» Provided material

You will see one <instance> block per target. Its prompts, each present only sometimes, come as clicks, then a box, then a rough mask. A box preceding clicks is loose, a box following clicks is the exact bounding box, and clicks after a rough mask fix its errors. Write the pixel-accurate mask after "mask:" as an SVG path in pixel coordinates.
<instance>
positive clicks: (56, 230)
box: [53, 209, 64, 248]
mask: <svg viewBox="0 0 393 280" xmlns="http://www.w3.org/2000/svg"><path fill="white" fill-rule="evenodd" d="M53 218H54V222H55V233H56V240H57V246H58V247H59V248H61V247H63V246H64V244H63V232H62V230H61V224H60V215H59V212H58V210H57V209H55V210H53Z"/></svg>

» Task to complete
Report every line of the data above that contains the string "instance" by copying it in full.

» Answer to the problem
You will see one <instance> block per target. Its prompts, each present only sometimes, come as clicks, then a box, then a rough mask. A box preceding clicks is loose, a box following clicks is the exact bounding box, and clicks after a rough mask fix its errors. Write the pixel-accurate mask after "mask:" as an SVG path in pixel coordinates.
<instance>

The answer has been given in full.